**Exercise goal:** Your task is to reproduce exactly the lines from the line with "Look at the photo above. For each instance of the rocky" through the end of the records below.

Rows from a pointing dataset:
-------------------------

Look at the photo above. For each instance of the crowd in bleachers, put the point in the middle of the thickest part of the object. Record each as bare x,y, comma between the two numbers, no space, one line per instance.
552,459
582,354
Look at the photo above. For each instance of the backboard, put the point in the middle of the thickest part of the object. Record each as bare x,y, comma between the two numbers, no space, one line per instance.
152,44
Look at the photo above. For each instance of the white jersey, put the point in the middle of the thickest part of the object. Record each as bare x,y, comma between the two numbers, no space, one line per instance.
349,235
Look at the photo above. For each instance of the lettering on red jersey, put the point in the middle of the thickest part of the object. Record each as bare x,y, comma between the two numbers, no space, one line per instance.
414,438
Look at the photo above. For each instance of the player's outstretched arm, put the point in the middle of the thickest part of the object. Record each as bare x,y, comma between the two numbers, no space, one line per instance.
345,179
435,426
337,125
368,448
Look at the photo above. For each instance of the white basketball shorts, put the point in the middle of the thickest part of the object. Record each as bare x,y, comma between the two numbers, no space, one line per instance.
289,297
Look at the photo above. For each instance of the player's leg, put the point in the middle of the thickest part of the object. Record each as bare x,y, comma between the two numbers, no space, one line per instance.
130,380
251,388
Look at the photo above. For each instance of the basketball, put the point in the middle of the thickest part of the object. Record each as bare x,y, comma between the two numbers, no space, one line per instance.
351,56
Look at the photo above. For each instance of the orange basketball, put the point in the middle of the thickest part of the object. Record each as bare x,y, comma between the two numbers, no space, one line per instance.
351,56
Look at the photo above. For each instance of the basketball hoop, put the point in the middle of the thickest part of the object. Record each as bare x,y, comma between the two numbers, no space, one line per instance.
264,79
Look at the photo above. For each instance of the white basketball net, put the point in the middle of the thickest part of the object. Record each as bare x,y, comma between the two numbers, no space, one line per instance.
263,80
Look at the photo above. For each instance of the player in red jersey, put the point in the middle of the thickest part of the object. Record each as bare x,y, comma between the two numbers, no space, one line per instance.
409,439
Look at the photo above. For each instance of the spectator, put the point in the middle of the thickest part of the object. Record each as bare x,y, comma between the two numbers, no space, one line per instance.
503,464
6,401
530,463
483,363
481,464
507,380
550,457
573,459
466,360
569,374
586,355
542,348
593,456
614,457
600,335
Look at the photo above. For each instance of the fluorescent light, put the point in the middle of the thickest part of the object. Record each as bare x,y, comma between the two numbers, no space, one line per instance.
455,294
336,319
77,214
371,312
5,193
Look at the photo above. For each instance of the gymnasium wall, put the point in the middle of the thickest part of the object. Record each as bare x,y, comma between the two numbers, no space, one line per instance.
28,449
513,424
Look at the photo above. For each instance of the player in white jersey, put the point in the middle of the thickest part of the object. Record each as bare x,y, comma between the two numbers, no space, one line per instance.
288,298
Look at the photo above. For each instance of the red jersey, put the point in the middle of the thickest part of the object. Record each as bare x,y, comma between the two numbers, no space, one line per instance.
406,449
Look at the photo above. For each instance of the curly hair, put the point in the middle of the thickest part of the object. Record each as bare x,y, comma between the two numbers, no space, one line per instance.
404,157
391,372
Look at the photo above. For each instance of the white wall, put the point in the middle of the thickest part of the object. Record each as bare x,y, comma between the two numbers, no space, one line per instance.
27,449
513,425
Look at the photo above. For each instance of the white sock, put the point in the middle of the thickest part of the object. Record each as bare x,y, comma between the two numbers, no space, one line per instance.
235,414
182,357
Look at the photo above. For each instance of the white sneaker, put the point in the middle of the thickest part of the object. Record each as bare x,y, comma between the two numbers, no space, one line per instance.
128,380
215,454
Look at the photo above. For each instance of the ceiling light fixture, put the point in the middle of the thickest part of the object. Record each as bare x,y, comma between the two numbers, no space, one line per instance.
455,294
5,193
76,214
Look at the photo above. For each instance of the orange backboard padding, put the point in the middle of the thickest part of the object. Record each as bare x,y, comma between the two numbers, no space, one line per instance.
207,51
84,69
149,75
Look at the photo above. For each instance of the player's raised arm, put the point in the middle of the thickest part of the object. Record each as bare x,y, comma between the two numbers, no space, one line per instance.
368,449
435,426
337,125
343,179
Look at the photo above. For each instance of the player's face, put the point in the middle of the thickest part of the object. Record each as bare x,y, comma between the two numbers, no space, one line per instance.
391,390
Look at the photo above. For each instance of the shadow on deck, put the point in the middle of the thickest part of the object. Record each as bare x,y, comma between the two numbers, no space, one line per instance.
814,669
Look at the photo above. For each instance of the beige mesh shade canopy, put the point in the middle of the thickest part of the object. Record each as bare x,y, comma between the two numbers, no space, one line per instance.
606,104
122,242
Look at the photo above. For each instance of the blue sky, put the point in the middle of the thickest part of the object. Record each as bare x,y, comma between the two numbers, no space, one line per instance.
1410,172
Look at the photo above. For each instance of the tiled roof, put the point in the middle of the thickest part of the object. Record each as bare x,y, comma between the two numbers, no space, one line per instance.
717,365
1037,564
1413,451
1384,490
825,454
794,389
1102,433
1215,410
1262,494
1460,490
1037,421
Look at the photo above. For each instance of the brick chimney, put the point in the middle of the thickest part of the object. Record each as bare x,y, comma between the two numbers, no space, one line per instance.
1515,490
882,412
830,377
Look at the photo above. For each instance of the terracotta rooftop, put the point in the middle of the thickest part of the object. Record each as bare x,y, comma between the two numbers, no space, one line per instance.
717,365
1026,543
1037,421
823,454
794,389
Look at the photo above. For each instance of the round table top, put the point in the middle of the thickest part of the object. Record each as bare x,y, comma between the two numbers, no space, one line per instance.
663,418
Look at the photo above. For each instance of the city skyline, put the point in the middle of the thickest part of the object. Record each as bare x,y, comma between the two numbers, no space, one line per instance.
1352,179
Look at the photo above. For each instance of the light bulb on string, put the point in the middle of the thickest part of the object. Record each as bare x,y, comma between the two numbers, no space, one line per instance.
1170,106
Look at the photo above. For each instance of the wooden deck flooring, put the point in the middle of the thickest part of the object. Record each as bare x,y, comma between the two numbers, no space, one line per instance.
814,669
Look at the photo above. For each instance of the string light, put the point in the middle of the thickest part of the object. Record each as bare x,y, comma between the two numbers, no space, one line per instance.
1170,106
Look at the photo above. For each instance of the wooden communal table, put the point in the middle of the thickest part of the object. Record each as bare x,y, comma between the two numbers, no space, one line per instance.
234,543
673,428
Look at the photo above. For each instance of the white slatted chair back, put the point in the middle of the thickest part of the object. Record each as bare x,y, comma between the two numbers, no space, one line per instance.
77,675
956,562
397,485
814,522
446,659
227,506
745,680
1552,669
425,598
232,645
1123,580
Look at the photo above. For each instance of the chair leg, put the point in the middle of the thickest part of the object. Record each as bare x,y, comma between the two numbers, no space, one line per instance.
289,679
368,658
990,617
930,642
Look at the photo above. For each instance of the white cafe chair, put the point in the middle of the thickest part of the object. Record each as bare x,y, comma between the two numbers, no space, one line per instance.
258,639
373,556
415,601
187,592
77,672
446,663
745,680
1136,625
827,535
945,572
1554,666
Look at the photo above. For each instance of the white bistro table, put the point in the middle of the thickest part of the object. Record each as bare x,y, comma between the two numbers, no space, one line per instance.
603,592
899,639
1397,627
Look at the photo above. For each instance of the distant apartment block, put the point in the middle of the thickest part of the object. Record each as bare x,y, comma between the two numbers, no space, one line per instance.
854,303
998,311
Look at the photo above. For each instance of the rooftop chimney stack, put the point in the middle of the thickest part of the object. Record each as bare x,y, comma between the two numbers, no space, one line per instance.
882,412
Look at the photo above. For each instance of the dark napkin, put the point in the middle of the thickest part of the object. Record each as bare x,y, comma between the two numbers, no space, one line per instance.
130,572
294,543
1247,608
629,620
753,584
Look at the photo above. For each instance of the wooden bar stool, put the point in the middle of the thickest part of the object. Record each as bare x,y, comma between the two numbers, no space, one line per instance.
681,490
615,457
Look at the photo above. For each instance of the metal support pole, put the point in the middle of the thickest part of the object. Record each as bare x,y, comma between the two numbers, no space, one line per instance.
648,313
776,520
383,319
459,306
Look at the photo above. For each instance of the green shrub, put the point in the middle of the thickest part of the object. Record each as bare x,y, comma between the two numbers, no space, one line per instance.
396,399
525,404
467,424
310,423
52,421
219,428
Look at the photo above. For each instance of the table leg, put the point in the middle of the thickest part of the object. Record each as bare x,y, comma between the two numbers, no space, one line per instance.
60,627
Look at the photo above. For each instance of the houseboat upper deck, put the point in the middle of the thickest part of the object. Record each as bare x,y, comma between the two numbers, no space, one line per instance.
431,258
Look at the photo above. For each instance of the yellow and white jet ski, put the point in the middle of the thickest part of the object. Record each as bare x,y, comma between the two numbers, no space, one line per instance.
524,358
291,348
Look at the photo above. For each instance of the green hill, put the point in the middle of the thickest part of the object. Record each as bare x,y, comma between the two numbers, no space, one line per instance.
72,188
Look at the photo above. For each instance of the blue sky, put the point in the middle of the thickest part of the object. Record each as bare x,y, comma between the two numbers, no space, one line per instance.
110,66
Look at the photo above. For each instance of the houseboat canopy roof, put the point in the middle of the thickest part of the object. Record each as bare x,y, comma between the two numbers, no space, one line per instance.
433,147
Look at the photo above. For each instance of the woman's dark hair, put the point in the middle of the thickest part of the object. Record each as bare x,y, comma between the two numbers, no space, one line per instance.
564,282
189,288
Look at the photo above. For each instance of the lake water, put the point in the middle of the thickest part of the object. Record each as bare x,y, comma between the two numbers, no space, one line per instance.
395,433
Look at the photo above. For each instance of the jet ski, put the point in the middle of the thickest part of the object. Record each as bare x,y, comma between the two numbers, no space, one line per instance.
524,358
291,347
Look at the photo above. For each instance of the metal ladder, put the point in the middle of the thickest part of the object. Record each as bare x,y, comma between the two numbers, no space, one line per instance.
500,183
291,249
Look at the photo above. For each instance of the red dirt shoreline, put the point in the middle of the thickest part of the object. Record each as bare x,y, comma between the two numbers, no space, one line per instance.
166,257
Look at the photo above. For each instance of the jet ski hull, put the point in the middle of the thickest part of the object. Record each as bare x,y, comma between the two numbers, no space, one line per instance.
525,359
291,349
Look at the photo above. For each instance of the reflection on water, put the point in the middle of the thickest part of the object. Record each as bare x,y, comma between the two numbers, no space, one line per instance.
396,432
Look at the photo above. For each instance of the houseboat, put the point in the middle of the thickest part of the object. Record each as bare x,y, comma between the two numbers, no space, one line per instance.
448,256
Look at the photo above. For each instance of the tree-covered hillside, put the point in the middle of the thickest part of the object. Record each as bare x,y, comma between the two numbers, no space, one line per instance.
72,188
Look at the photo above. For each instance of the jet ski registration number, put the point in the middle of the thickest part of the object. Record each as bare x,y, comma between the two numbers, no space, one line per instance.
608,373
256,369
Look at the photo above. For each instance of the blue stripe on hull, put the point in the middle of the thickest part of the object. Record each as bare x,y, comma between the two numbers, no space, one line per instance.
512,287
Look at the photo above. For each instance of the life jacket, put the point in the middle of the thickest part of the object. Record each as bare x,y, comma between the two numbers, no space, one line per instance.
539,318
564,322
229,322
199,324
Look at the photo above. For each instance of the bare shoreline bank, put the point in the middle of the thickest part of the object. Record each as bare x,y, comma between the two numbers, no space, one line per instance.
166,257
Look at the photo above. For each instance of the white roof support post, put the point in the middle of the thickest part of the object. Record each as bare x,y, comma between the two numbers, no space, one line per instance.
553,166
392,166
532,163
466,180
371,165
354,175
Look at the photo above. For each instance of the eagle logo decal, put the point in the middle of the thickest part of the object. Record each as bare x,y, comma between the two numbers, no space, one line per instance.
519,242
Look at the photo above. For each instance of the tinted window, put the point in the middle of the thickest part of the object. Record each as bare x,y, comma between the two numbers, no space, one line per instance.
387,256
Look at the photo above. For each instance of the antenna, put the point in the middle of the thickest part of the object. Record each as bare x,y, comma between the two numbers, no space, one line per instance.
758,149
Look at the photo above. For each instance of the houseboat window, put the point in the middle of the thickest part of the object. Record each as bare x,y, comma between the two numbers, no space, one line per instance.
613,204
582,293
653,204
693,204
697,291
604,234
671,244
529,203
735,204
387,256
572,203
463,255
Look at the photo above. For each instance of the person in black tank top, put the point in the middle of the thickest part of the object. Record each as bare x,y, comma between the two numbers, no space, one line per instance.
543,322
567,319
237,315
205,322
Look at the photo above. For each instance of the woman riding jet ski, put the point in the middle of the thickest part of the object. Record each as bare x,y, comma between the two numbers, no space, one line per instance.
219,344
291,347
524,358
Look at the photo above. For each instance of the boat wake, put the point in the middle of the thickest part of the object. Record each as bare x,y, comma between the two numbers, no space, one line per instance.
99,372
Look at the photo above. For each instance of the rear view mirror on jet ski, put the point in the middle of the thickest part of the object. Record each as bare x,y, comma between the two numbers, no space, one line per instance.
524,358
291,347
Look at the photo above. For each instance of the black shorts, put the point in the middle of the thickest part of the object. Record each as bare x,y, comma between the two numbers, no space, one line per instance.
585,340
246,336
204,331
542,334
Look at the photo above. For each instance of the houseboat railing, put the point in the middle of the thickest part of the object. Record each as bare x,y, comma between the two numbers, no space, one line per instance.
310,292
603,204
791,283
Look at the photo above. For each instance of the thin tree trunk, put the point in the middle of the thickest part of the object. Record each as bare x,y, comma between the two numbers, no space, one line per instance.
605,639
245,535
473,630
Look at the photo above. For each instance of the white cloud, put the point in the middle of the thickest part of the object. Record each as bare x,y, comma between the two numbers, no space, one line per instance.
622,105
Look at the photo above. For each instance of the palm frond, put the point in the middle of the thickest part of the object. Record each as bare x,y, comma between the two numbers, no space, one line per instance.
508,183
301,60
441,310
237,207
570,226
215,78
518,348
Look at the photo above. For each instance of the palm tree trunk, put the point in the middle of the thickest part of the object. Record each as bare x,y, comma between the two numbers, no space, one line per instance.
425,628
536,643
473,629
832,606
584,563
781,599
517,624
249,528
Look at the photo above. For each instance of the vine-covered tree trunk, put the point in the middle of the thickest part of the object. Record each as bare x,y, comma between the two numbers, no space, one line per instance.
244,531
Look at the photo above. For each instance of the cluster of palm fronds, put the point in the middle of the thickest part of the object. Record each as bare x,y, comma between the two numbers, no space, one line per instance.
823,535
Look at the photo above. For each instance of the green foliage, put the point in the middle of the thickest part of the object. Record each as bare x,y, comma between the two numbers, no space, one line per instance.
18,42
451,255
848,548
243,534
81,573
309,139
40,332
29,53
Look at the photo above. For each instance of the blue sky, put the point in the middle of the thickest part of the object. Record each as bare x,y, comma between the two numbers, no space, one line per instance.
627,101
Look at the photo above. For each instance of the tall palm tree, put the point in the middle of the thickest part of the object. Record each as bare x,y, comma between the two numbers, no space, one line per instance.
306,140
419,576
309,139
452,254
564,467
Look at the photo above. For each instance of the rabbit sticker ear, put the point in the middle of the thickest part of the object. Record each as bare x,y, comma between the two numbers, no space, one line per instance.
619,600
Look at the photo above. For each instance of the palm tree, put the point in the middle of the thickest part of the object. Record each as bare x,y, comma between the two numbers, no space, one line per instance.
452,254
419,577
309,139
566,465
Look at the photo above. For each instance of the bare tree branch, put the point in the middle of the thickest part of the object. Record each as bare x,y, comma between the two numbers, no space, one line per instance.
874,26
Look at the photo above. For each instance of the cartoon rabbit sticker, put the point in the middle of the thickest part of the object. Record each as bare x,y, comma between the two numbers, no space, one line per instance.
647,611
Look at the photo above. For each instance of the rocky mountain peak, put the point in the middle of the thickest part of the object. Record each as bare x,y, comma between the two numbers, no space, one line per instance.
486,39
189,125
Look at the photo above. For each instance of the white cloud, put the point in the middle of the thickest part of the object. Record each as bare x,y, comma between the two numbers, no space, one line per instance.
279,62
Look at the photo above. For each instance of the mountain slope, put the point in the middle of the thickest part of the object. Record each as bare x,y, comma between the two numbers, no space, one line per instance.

-------------------------

**Right answer:**
Look at the photo above. For each instance of the rocky mountain peak, put the point in the middle of the thickest part of the object. Record each as bare x,y, comma between the two numbers, no space, one line per instance.
486,39
189,125
Look at the photo above. For each instance of the white cloud, put the point in the middle of the thickest part of the object. Record each as bare x,y, comma between the two numbers, no space, one line per instance.
279,62
Look at the photo above. For each instance of the mountain slope, put the point in the middle of the thickest part of the object. Record each as bare x,y, comma between the two numbers, no space, one line per instance.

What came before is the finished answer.